So I’m suffering with some kind of throat infection right now, in which each gland is swollen on different days and today is hurting the absolute s*** out of my left ear. And of course this is probably one of the last nice weekends for a long time. But that is not what I want to post about. No, I want to share the fever-induced realization I came to on Friday at work, when I was struggling to power through the day. At one point, there were a lot of different conversations going on around my cubicle, none of them particularly loud but I just couldn’t handle the sound of all of them at once. This is something that wouldn’t bother me on a normal day, but throw in a fever, chills (with the building AC still cranking) and the inability to swallow without pain and I just wanted to be anywhere but there.

### WHAT IS EXPECTED
In the post about the throat infection, write out the passage from "So I’m suffering" up to and including "anywhere but there.". Rely only on the passage above.

Source data
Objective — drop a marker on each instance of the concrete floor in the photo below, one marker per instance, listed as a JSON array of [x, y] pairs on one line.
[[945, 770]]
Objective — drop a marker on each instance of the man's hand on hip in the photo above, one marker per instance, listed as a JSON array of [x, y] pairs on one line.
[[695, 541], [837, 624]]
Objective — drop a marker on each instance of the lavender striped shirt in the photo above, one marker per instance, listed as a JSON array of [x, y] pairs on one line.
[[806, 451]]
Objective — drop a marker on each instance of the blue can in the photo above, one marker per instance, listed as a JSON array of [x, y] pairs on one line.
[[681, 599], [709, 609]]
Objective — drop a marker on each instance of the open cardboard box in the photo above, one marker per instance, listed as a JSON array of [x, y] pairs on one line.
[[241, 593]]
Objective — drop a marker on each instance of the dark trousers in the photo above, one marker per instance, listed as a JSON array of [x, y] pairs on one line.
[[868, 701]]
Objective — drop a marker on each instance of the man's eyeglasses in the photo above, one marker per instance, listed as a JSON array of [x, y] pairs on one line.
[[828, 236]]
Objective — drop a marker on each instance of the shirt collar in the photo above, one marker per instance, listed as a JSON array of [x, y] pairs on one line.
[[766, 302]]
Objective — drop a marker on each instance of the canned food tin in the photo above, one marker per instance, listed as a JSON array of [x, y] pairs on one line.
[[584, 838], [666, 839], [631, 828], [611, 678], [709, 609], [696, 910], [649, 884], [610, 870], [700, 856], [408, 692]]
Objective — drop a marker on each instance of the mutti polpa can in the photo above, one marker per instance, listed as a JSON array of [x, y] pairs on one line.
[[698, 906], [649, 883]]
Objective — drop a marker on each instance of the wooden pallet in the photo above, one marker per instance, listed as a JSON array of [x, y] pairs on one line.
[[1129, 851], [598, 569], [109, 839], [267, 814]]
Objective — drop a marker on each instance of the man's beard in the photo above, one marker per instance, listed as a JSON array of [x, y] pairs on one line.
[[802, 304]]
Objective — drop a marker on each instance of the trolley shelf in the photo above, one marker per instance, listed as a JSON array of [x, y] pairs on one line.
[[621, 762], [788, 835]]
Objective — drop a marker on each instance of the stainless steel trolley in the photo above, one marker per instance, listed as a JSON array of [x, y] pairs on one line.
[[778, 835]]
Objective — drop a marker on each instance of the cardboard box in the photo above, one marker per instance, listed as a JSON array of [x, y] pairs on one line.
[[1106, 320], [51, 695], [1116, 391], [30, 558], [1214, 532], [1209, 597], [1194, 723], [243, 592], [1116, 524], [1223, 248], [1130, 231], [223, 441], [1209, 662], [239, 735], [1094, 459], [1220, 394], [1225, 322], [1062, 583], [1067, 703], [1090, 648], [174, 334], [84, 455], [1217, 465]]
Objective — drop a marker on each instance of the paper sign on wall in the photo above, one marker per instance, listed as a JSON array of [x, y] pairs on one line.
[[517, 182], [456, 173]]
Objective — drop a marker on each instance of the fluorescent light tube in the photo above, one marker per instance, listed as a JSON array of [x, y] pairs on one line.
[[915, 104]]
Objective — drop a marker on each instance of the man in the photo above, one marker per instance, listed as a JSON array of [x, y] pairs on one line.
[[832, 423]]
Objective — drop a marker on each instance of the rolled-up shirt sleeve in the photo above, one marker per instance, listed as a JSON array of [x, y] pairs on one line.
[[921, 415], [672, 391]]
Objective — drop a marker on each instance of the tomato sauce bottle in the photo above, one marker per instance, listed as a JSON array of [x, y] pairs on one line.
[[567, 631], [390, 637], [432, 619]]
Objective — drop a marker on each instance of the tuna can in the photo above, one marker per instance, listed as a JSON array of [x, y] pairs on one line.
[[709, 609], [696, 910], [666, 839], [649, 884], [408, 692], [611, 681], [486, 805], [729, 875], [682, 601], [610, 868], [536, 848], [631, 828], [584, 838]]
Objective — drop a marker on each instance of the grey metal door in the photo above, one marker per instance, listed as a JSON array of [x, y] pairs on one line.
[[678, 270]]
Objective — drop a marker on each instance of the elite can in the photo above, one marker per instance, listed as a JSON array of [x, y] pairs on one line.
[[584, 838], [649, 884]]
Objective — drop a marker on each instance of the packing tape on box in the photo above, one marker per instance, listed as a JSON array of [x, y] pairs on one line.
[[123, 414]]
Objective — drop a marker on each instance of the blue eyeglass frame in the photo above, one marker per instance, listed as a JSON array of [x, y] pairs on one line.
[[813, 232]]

### TASK SOLUTION
So I’m suffering with some kind of throat infection right now, in which each gland is swollen on different days and today is hurting the absolute s*** out of my left ear. And of course this is probably one of the last nice weekends for a long time. But that is not what I want to post about. No, I want to share the fever-induced realization I came to on Friday at work, when I was struggling to power through the day. At one point, there were a lot of different conversations going on around my cubicle, none of them particularly loud but I just couldn’t handle the sound of all of them at once. This is something that wouldn’t bother me on a normal day, but throw in a fever, chills (with the building AC still cranking) and the inability to swallow without pain and I just wanted to be anywhere but there.